DOCUMENT EXTRACT:
= = = = =

The Weierstrass family were devout liberal Catholics all their lives; the father had been converted from Protestantism, probably at the time of his marriage. Karl had a brother, Peter (died in 1904), and two sisters, Klara (1823-1896), and Elise (1826-1898) who looked after his comfort all their lives. The mother died in 1826, shortly after Elise’s birth, and the father married again the following year. Little is known of Karl’s mother, except that she appears to have regarded her husband with a restrained aversion and to have looked on her marriage with moderated disgust. The stepmother was a typical German housewife; her influence on the intellectual development of her stepchildren was probably nil. The father, on the other hand, was a practical idealist, and a man of culture who at one time had been a teacher. The last ten years of his life were spent in peaceful old age in the house of his famous son in Berlin, where the two daughters also lived. None of the children ever married, although poor Peter once showed an inclination toward matrimony which was promptly squelched by his father and sisters.
One possible discord in the natural sociability of the children was the father’s uncompromising righteousness, domineering authority, and Prussian pigheadedness. He nearly wrecked Peter’s life with his everlasting lecturing and came perilously close to doing the same by Karl, whom he attempted to force into an uncongenial career without ascertaining where his brilliant young son’s abilities lay. Old Weierstrass had the audacity to preach at his younger son and meddle in his affairs till the “boy” was nearly forty. Luckily Karl was made of more resistant stuff. As we shall see his fight against his father—although he himself was probably quite unaware that he was fighting the tyrant—took the not unusual form of making a mess of the life his father had chosen for him. It was as neat a defense as he could possibly have devised, and the best of it was that neither he nor his father ever dreamed what was happening, although a letter of Karl’s when he was sixty shows that he had at last realized the cause of his early difficulties. Karl at last got his way, but it was a long, roundabout way, beset with trials and errors. Only a shaggy man like himself, huge and rugged of body and mind,
could have won through to the end.
Shortly after Karl’s birth the family moved to Westernkotten, Westphalia, where the father became a customs officer at the salt works. Westernkotten, like other dismal holes in which Weierstrass spent the best years of his life, is known in Germany today only because Weierstrass once was condemned to rot there—only he did not rust; his first published work is dated as having been written in 1841 (he was then 26) at Westernkotten. There being no school in the village, Karl was sent to the adjacent town of Münster whence, at fourteen, he entered the Catholic Gymnasium at Paderborn. Like Descartes under somewhat similar conditions, Weierstrass thoroughly enjoyed his school and made friends of his expert, civilized instructors. He traversed the set course in considerably less than the standard time, making a uniformly brilliant record in all his studies. He left in 1834 at the age of nineteen. Prizes fell his way with unfailing regularity; one year he carried off seven; he was usually first in German and in two of the three, Latin, Greek, and mathematics. By a beautiful freak of irony he never won a prize for calligraphy, although he was destined to teach penmanship to little boys but recently emancipated from their mothers’ apron strings.

= = = = =

INFORMATION SUPPLIED:

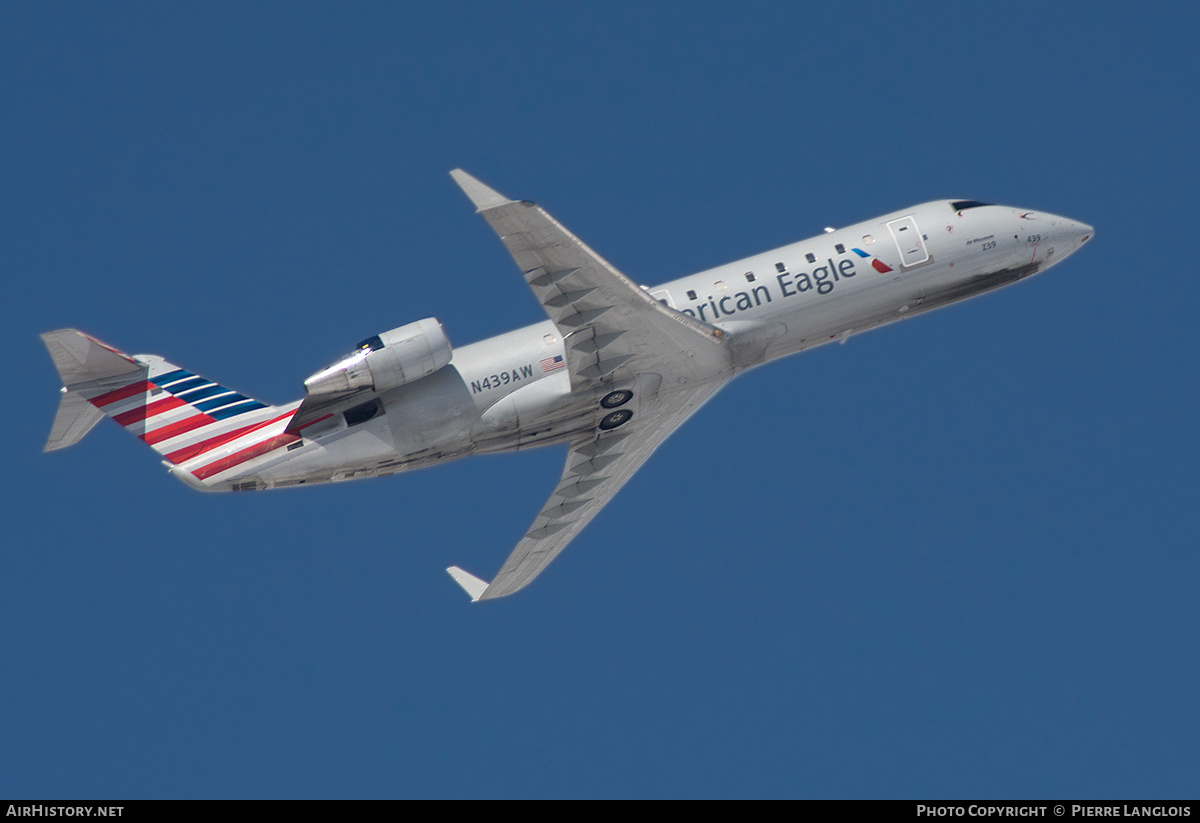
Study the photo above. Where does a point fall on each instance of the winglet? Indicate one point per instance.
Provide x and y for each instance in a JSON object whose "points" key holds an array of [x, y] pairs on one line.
{"points": [[469, 583], [480, 194]]}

= = = = =

WORK INSTRUCTIONS:
Answer these from the Weierstrass passage:
(a) In what year did Karl's mother die?
(b) What job did his father take in Westernkotten?
(c) How many prizes did Karl win in a single year at school?

SOLUTION FOR THIS EXERCISE:
(a) 1826
(b) Customs officer at the salt works
(c) Seven